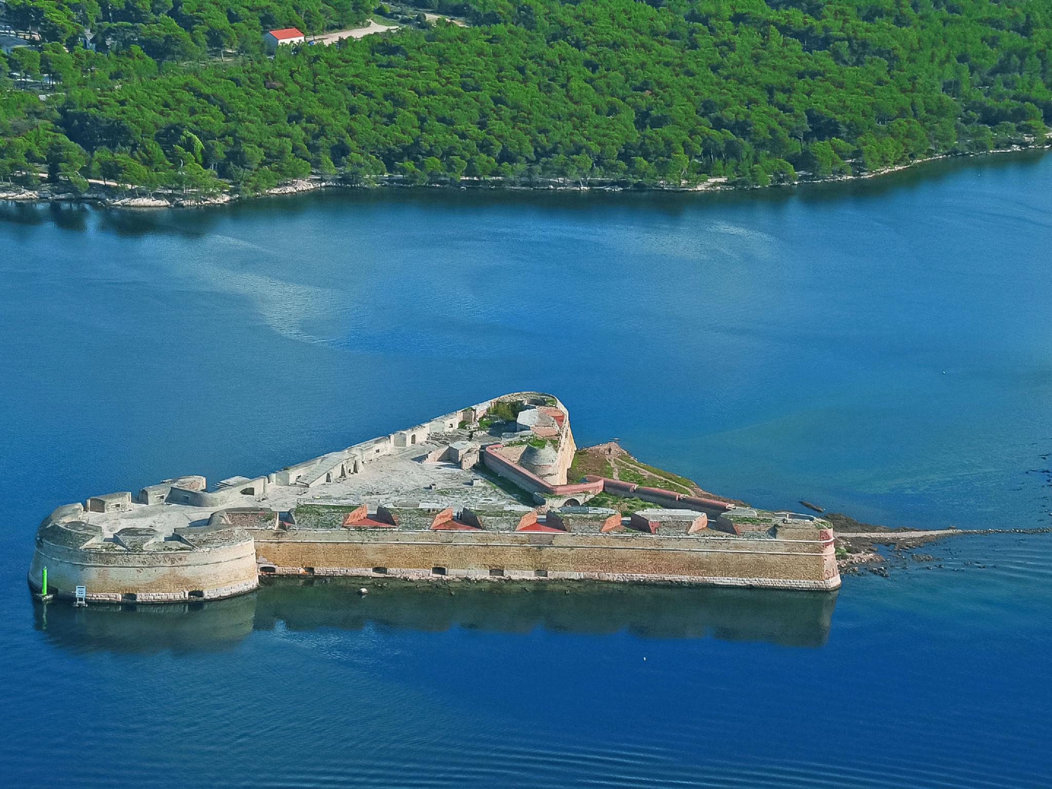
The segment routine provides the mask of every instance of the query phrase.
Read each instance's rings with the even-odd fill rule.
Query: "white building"
[[[263,35],[263,43],[270,52],[281,44],[296,44],[300,41],[303,41],[303,34],[298,27],[282,27],[280,31],[267,31]]]

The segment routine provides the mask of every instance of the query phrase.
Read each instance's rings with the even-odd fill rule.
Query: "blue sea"
[[[732,195],[0,203],[0,785],[1052,785],[1052,534],[833,595],[25,587],[60,504],[519,389],[760,506],[1052,526],[1050,196],[1025,154]]]

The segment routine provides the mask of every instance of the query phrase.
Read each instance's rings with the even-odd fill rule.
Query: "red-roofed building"
[[[266,48],[274,52],[281,44],[296,44],[303,41],[303,34],[299,27],[282,27],[280,31],[267,31],[263,36],[263,43]]]

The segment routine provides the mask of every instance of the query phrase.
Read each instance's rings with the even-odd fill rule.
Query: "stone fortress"
[[[217,600],[271,574],[839,586],[827,522],[568,480],[575,452],[557,398],[505,394],[274,473],[210,488],[177,477],[58,507],[37,531],[29,586],[44,567],[49,592],[84,586],[97,603]],[[588,506],[596,497],[634,511]]]

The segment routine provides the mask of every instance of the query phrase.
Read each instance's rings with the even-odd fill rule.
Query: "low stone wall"
[[[832,540],[751,540],[639,533],[250,530],[260,562],[284,573],[405,578],[594,578],[836,588]],[[321,569],[320,569],[321,568]],[[553,574],[554,573],[554,574]],[[541,575],[542,578],[544,575]],[[720,583],[723,583],[721,581]]]

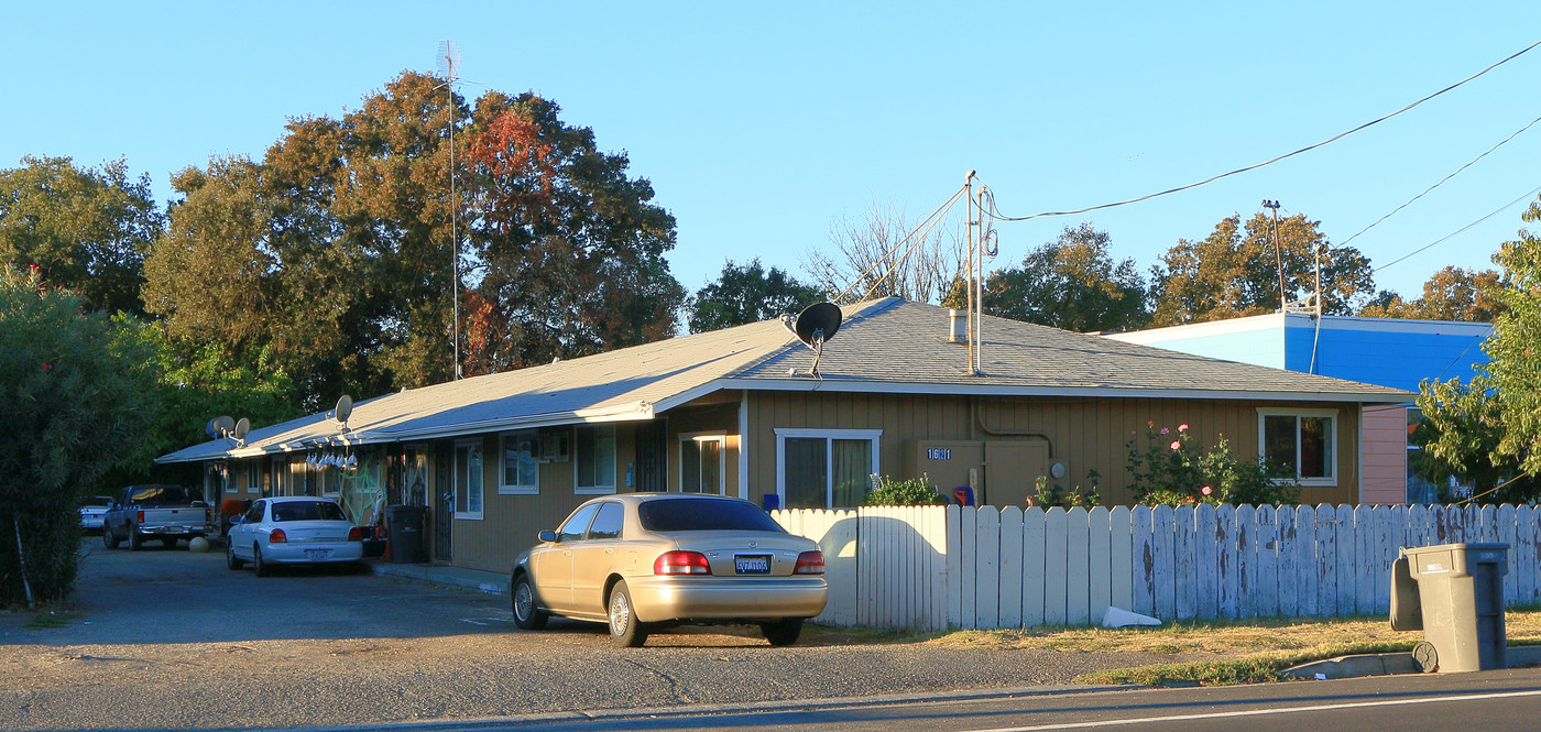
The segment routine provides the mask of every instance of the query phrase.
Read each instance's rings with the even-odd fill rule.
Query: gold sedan
[[[539,538],[510,578],[525,630],[559,615],[609,623],[612,643],[635,647],[661,627],[749,623],[787,646],[829,598],[818,544],[738,498],[595,498]]]

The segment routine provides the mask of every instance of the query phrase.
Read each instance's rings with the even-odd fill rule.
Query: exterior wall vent
[[[968,311],[948,308],[948,342],[949,344],[966,344],[968,342]]]

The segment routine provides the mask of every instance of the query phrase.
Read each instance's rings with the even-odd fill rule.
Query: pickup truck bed
[[[102,544],[117,549],[120,541],[139,550],[145,539],[160,539],[173,547],[180,539],[219,533],[214,509],[188,501],[180,485],[129,485],[119,492],[102,521]]]

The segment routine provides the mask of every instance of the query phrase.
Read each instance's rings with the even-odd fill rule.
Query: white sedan
[[[257,576],[273,564],[356,562],[364,558],[364,530],[328,498],[264,498],[234,516],[225,541],[225,566],[248,561]]]

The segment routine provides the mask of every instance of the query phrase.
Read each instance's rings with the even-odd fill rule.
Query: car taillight
[[[824,553],[823,552],[803,552],[797,555],[797,569],[792,570],[794,575],[823,575],[824,573]]]
[[[664,552],[653,559],[655,575],[710,575],[712,566],[701,552]]]

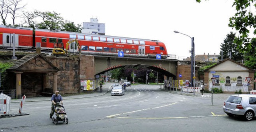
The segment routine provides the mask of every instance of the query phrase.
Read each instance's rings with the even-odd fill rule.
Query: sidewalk
[[[98,89],[92,93],[84,93],[77,95],[71,95],[68,96],[65,96],[64,95],[62,95],[61,93],[60,94],[62,95],[62,98],[64,100],[65,99],[81,99],[90,98],[92,97],[97,97],[101,96],[106,94],[109,90],[108,88],[103,88],[102,89],[102,92],[100,92],[100,89]],[[26,102],[36,102],[36,101],[50,101],[51,97],[27,97],[26,98]],[[20,99],[12,99],[11,101],[11,103],[20,103]]]

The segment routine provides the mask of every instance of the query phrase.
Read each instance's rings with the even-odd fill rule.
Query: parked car
[[[246,120],[251,121],[256,115],[256,95],[231,95],[224,102],[223,109],[230,116],[243,116]]]
[[[118,83],[115,83],[113,85],[111,85],[110,87],[111,87],[111,89],[113,89],[113,88],[115,87],[115,86],[118,86],[118,85],[119,85],[119,84]]]
[[[124,94],[124,89],[121,85],[114,87],[111,91],[111,96],[114,95],[123,95]]]
[[[122,84],[122,85],[124,85],[124,83],[125,83],[125,84],[126,85],[126,87],[128,87],[128,86],[131,86],[131,83],[129,82],[124,82]]]

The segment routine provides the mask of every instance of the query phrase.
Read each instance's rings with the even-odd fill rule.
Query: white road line
[[[114,107],[114,106],[120,106],[120,105],[112,105],[112,106],[105,106],[105,107],[100,107],[94,108],[93,108],[93,109],[102,108],[106,108],[106,107]]]
[[[144,101],[139,101],[139,102],[138,102],[138,103],[140,103],[140,102],[145,102],[145,101],[149,101],[149,99],[148,99],[148,100],[144,100]]]

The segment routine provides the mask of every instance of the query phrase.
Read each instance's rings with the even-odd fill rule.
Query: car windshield
[[[241,101],[242,100],[242,97],[234,96],[230,96],[228,99],[226,101],[227,102],[234,103],[236,104],[240,104],[241,103]]]
[[[122,89],[122,87],[114,87],[113,88],[113,89]]]

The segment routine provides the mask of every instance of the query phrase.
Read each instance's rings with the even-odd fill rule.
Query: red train
[[[14,43],[16,47],[33,48],[40,43],[42,49],[52,49],[55,42],[66,44],[75,39],[82,53],[117,54],[123,51],[125,54],[144,56],[168,54],[164,44],[158,41],[42,29],[36,29],[33,33],[32,28],[0,25],[0,46],[3,47],[12,47]],[[71,52],[78,50],[76,45],[69,47]]]

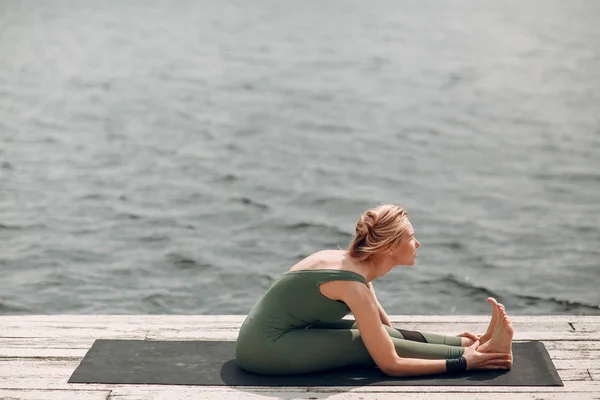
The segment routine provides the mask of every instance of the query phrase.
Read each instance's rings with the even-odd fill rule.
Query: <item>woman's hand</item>
[[[476,341],[478,341],[479,339],[481,339],[481,335],[475,335],[471,332],[463,332],[460,335],[456,335],[458,337],[464,337],[466,339],[469,339],[469,342],[466,343],[467,346],[471,346],[473,343],[475,343]]]
[[[467,371],[474,369],[510,369],[512,357],[507,353],[482,353],[477,351],[479,340],[465,349]]]

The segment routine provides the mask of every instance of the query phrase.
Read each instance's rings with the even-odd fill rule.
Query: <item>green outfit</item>
[[[375,366],[356,323],[342,319],[350,308],[324,296],[319,285],[365,278],[351,271],[288,271],[276,279],[250,311],[236,343],[236,360],[265,375],[318,372],[350,365]],[[462,356],[461,338],[385,327],[400,357]]]

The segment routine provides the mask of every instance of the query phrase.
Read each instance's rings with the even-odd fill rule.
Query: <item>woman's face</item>
[[[415,238],[415,230],[410,221],[406,220],[405,224],[404,233],[400,243],[393,250],[392,257],[396,265],[412,266],[415,264],[417,249],[421,246],[421,243]]]

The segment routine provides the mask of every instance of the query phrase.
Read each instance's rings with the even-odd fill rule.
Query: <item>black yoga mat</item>
[[[240,369],[235,342],[107,340],[94,342],[69,383],[212,386],[563,386],[541,342],[513,344],[510,371],[392,378],[373,368],[340,368],[295,376]]]

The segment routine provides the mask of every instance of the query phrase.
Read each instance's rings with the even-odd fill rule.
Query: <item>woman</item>
[[[414,265],[419,246],[402,207],[366,211],[347,251],[319,251],[271,284],[240,328],[238,364],[266,375],[376,366],[400,377],[510,368],[512,325],[492,298],[484,335],[392,327],[371,282],[397,265]],[[349,312],[354,321],[342,319]]]

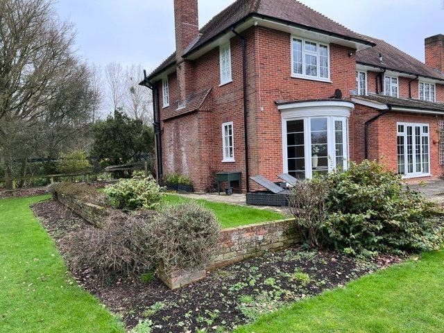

● ● ● ●

- _PROBLEM_: Please extract every line of the listing above that contains the word "stone".

- _RESPONSE FOR THIS EXERCISE_:
Query: "stone fortress"
Query: "low stone wall"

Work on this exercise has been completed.